- [Exercise objective]:
Rewrite all of the data below, replacing every "instance" with "occurrence" and changing nothing else. Leave the pictures out of your version.
—————
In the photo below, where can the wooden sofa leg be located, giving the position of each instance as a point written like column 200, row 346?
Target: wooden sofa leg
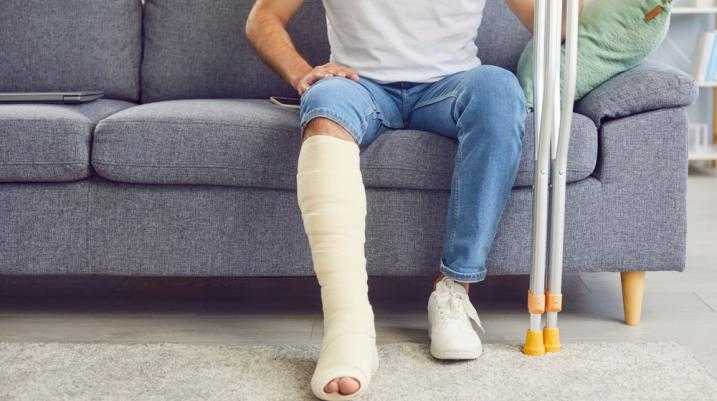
column 633, row 289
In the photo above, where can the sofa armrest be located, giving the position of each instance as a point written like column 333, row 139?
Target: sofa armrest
column 642, row 169
column 644, row 88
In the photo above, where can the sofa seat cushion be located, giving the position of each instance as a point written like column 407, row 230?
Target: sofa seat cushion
column 49, row 142
column 253, row 143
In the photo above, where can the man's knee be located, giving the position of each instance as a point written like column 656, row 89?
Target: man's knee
column 324, row 126
column 335, row 107
column 494, row 81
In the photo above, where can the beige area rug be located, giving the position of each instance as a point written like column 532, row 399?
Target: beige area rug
column 179, row 372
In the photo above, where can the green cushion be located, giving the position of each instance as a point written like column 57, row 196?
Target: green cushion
column 614, row 36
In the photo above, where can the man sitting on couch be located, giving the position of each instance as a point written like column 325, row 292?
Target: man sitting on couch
column 395, row 64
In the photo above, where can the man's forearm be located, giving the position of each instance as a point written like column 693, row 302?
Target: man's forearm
column 267, row 33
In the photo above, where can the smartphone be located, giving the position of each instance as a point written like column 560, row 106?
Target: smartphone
column 287, row 102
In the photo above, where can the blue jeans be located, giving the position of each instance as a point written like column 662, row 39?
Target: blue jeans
column 483, row 109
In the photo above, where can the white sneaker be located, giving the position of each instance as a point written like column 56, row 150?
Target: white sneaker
column 452, row 322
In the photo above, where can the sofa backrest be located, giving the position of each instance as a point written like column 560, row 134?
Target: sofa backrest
column 198, row 48
column 70, row 45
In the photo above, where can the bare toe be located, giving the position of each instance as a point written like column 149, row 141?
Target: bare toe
column 332, row 387
column 348, row 385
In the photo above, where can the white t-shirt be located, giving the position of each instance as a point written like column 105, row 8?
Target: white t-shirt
column 404, row 40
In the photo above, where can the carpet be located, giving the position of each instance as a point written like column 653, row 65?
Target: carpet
column 182, row 372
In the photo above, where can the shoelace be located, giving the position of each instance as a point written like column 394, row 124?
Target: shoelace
column 458, row 302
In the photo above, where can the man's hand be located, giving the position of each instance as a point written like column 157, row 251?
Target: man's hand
column 324, row 71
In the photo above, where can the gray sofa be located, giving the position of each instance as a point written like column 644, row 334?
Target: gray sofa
column 185, row 169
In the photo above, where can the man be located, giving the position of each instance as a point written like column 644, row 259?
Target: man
column 395, row 64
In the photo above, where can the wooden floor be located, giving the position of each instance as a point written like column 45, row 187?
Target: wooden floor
column 678, row 307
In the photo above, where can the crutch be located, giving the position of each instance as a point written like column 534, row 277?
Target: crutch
column 552, row 137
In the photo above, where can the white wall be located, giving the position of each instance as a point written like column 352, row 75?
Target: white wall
column 679, row 50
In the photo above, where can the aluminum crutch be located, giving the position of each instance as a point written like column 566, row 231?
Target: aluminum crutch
column 554, row 297
column 552, row 130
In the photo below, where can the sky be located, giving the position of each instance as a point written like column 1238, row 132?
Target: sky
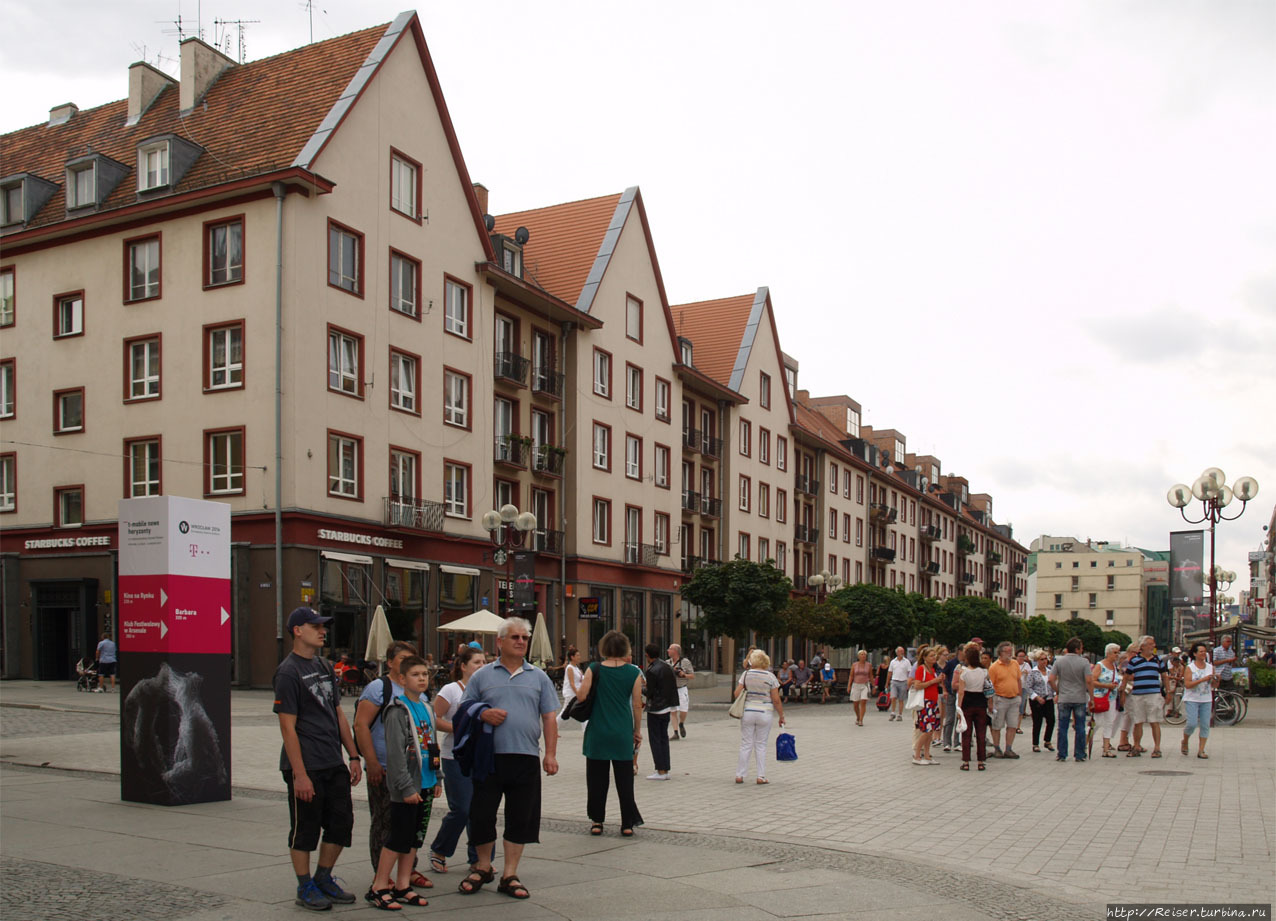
column 1038, row 239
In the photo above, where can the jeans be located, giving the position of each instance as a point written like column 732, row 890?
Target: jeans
column 1198, row 714
column 459, row 791
column 1076, row 714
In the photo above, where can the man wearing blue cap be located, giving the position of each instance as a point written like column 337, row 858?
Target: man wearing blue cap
column 314, row 731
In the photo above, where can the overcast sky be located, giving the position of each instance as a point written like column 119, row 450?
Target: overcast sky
column 1038, row 239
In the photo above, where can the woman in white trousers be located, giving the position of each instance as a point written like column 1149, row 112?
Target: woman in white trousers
column 762, row 699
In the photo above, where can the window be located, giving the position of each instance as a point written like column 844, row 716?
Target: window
column 456, row 490
column 69, row 507
column 633, row 387
column 345, row 359
column 345, row 259
column 405, row 382
column 405, row 285
column 601, row 521
column 405, row 185
column 601, row 447
column 456, row 308
column 601, row 373
column 8, row 482
column 142, row 364
column 662, row 390
column 223, row 462
column 68, row 411
column 633, row 457
column 223, row 356
column 153, row 166
column 633, row 318
column 456, row 398
column 142, row 457
column 345, row 464
column 142, row 268
column 662, row 466
column 223, row 253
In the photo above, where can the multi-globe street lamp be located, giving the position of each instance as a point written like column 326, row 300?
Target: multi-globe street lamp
column 1214, row 494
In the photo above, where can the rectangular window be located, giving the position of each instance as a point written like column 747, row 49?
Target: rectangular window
column 405, row 283
column 223, row 462
column 223, row 253
column 662, row 390
column 456, row 310
column 345, row 359
column 69, row 314
column 601, row 373
column 345, row 259
column 405, row 382
column 633, row 387
column 142, row 268
column 142, row 457
column 142, row 360
column 69, row 507
column 405, row 185
column 223, row 353
column 456, row 490
column 68, row 411
column 456, row 398
column 345, row 466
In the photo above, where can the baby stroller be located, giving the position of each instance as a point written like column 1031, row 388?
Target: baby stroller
column 86, row 670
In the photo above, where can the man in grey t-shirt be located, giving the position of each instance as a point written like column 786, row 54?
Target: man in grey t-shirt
column 1073, row 684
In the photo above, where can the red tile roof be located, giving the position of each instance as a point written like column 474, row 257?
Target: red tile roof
column 254, row 119
column 563, row 244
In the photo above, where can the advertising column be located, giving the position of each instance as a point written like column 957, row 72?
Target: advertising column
column 175, row 651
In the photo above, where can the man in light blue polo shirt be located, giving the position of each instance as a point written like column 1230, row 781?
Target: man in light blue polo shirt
column 522, row 706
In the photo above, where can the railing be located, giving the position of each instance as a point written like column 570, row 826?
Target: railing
column 512, row 366
column 420, row 514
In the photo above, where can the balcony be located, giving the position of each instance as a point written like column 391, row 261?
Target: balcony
column 512, row 366
column 550, row 383
column 419, row 514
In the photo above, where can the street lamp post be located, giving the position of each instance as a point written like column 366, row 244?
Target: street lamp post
column 1214, row 494
column 508, row 530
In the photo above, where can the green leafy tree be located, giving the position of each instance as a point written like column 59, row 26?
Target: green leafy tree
column 738, row 597
column 877, row 618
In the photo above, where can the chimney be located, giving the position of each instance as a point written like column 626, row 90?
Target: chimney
column 200, row 66
column 144, row 84
column 60, row 115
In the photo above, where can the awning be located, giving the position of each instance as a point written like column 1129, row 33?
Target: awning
column 346, row 558
column 458, row 570
column 408, row 564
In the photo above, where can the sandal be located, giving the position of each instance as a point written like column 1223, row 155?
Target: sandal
column 408, row 897
column 475, row 880
column 513, row 887
column 382, row 899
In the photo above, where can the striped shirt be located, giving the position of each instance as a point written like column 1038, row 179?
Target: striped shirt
column 1147, row 674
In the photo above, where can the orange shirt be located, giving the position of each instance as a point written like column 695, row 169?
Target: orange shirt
column 1006, row 679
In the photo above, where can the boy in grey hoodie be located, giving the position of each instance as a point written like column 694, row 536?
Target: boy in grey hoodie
column 412, row 780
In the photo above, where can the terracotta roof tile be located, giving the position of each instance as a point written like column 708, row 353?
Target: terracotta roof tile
column 563, row 243
column 254, row 119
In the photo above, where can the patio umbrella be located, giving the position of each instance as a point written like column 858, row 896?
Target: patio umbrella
column 542, row 647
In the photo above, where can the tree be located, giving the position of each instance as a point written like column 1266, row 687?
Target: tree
column 877, row 618
column 739, row 596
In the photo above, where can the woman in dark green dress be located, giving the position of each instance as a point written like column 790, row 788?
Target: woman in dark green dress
column 613, row 731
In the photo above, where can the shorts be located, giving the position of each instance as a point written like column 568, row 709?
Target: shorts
column 331, row 810
column 1006, row 716
column 1145, row 708
column 517, row 778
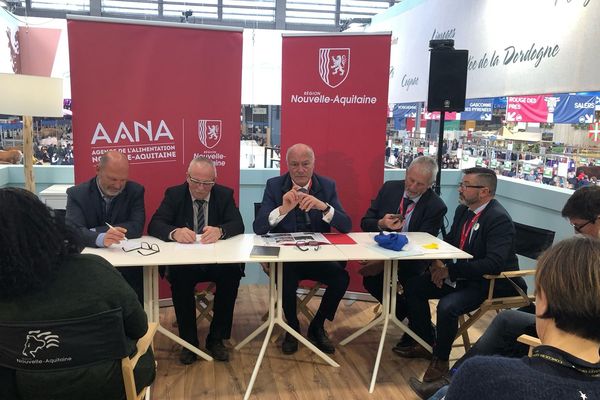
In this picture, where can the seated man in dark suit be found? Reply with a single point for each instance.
—————
- [Output]:
In the photo below, where can the wooden sofa leg be located, giving the position of each occurrence as a point written like column 200, row 346?
Target: wooden sofa leg
column 633, row 289
In the photo above, where can the sofa armrest be located, giving the position of each occurrence as a point written like column 333, row 139?
Target: sofa armrest
column 642, row 169
column 644, row 88
In the photo above, where can the sofa seat cushion be located, giving the position of each occurrence as a point written like column 407, row 230?
Target: sofa seat cushion
column 49, row 142
column 253, row 143
In the photo above, where can the man's knee be located, giving the position of each occurrence as a point written like column 656, row 89?
Target: man's knee
column 324, row 126
column 335, row 107
column 494, row 81
In the photo above, where can the beige area rug be located, giving the position of each occurrence as a point written like column 532, row 399?
Target: beige area rug
column 179, row 372
In the photo above, where can the green cushion be located, giving the position of each occurrence as a point written like column 57, row 196?
Target: green cushion
column 614, row 36
In the photo above, where can the man sitting on couch be located, giving the position of each occurrence as a point written like column 325, row 292?
Target: man sitting on couch
column 395, row 64
In the photo above, where can the man's forearm be located, giving the position of each occurrence as a point written like column 693, row 302?
Target: man's forearm
column 267, row 33
In the photo above, where can the smartphone be located, giving the position of each occurrence as a point written like column 560, row 106?
Target: smartphone
column 287, row 102
In the photo above, where can the blue jeans be located, giving the position of each occurrence as a point written like column 662, row 39?
Target: blue jeans
column 483, row 109
In the photo above, where can the white sneaker be located, giving the position of each occurrence as a point written like column 56, row 150?
Target: white sneaker
column 452, row 322
In the photo above, where can the sofa backrest be located, giving the position of each occurrence as a point written like column 560, row 134?
Target: sofa backrest
column 198, row 48
column 70, row 45
In the photo above, where can the bare toe be located, giving the position of each occurrence as a point written like column 149, row 141?
Target: bare toe
column 332, row 387
column 348, row 385
In the photo above, where can the white t-shirt be located, giving the position of each occurrence as a point written like column 105, row 8?
Target: white t-shirt
column 404, row 40
In the photo above, where can the carpet be located, giving the position of each occurrence as a point written like column 653, row 65?
Target: carpet
column 182, row 372
In the photo above, where can the shoelace be located, giving the position of each occurrence as a point written like column 394, row 124?
Target: shoelace
column 458, row 302
In the photo above, where can the man's hand be located, giving the position of each occurrence as a point written like column 157, row 251?
Target: man's hand
column 324, row 71
In the photo above, where can the gray sofa be located, giving the position of each occurrence as a point written like column 644, row 334?
Target: gray sofa
column 185, row 169
In the photo above, where can the man be located, giving the position of each occurrence as a point written like column 644, row 259?
Target: man
column 395, row 64
In the photo above, where can the wooden floor be located, giving the position of each occurrence as a point written like column 45, row 187?
Target: wooden floor
column 678, row 307
In the photo above, where can the crutch be located, giving the position of each occurrence as a point written like column 534, row 277?
Target: crutch
column 552, row 137
In the photo above, where can the white wall be located, giving the position of each occurrence as a point written like column 352, row 75?
Target: white wall
column 679, row 50
In the photo above, where can the aluminum crutch be located, giving the position of each occurrence as a point written like column 566, row 231?
Target: aluminum crutch
column 554, row 297
column 552, row 130
In the photo below, where can the sky be located, giving the position of each occurrence as a point written like column 1238, row 132?
Target: sky
column 1038, row 239
In the photo above, where can the jeans be located, giving the position of each occurrence as a point written like column 732, row 890?
Target: jeans
column 1198, row 714
column 459, row 791
column 1076, row 714
In the photo above, where can the man wearing blue cap be located, giving the position of each occurrence as a point written like column 337, row 858?
Target: man wearing blue cap
column 314, row 731
In the photo above, where can the overcast sky be located, giving the position of each occurrence as a point written like column 119, row 450?
Target: overcast sky
column 1038, row 239
In the photo above, where can the woman in white trousers be located, giving the position of each occurrence as a point written like column 1149, row 112?
Target: woman in white trousers
column 762, row 699
In the photo above, where can the window be located, giving the position of each occurrence as a point written like column 844, row 716?
Target: window
column 456, row 490
column 69, row 507
column 633, row 387
column 345, row 359
column 345, row 259
column 405, row 382
column 405, row 285
column 601, row 521
column 405, row 185
column 601, row 447
column 456, row 308
column 601, row 373
column 8, row 482
column 142, row 364
column 662, row 390
column 223, row 462
column 68, row 411
column 633, row 457
column 223, row 356
column 153, row 166
column 633, row 318
column 456, row 398
column 142, row 457
column 345, row 464
column 142, row 268
column 662, row 466
column 223, row 253
In the photo above, where can the multi-globe street lamp be located, giving the position of each occurrence as a point written like column 326, row 300?
Target: multi-globe street lamp
column 1214, row 494
In the photo above, where can the rectangular window be located, giving the position of each occurrence as a point written like column 747, row 49?
Target: rectangular window
column 405, row 283
column 223, row 462
column 223, row 253
column 662, row 390
column 456, row 310
column 345, row 359
column 69, row 314
column 601, row 373
column 345, row 259
column 405, row 382
column 633, row 387
column 142, row 268
column 142, row 457
column 142, row 360
column 69, row 507
column 405, row 185
column 223, row 353
column 456, row 490
column 68, row 411
column 456, row 398
column 345, row 466
In the photo above, where can the baby stroller be located, giving the position of each occurrence as a point written like column 1031, row 388?
Target: baby stroller
column 86, row 670
In the photo above, where can the man in grey t-shirt be located, giving the position of each occurrence as a point written like column 786, row 54?
Target: man in grey t-shirt
column 1073, row 684
In the photo above, where can the red tile roof be located, giving the position of each occurrence as a point written like column 474, row 257?
Target: red tile roof
column 254, row 119
column 563, row 244
In the photo above, where can the advertising column be located, giving the position of each occurrence as a point written like column 957, row 72?
Target: advertising column
column 175, row 651
In the photo above, where can the man in light blue polo shirt be located, giving the position of each occurrence as a point written like column 1230, row 781?
Target: man in light blue polo shirt
column 522, row 706
In the photo above, where can the railing be located, giving the position of each occurrence as a point written like column 570, row 826?
Target: railing
column 512, row 366
column 420, row 514
In the photo above, where can the balcony be located, giving the position of each occurrence as a point written like column 391, row 261?
Target: balcony
column 512, row 366
column 550, row 383
column 419, row 514
In the photo above, where can the street lamp post be located, giving the position of each occurrence as a point written like column 366, row 244?
Target: street lamp post
column 1214, row 494
column 508, row 530
In the photo above, where can the green leafy tree be located, giving the position of each occurrence as a point written like column 59, row 26?
Target: green leafy tree
column 738, row 597
column 877, row 618
In the photo above, where can the chimney be located, giving the position of each occurrence as a point written like column 626, row 90?
Target: chimney
column 200, row 66
column 144, row 84
column 60, row 115
In the photo above, where can the awning be located, giving the position of each occurrence as a point written like column 1129, row 33?
Target: awning
column 346, row 558
column 458, row 570
column 408, row 564
In the photo above, where can the sandal be located, giving the position of each occurrence as a point written like column 1223, row 155?
Target: sandal
column 408, row 897
column 475, row 880
column 513, row 887
column 382, row 899
In the photo above, where can the striped shirt be located, giving the position of each occurrence as a point written like column 1038, row 179?
Target: striped shirt
column 1147, row 674
In the photo above, where can the orange shirt be located, giving the position of each occurrence as a point written like column 695, row 169?
Target: orange shirt
column 1006, row 679
In the photo above, where can the boy in grey hoodie be located, giving the position of each occurrence as a point written like column 694, row 536?
Target: boy in grey hoodie
column 412, row 780
In the photo above, where can the terracotta roof tile be located, giving the position of each occurrence as a point written like column 708, row 353?
Target: terracotta roof tile
column 563, row 243
column 254, row 119
In the photo above, where can the patio umbrella be located, giving the position of each occurrence as a point written like column 858, row 896?
Target: patio umbrella
column 542, row 647
In the photo above, where can the tree be located, giving the position of each occurrence as a point written like column 1266, row 687?
Target: tree
column 877, row 618
column 739, row 596
In the photo above, where can the woman in dark green dress be located, giving the position of each occurrence as a point written like column 790, row 788?
Target: woman in dark green dress
column 613, row 731
In the photo above, where can the shorts be located, giving the position of each occurrence as a point written like column 568, row 709?
Target: shorts
column 331, row 810
column 1006, row 716
column 1145, row 708
column 517, row 778
In this picture, where can the seated man in dark suit be found? Reply with a single point for each occurrence.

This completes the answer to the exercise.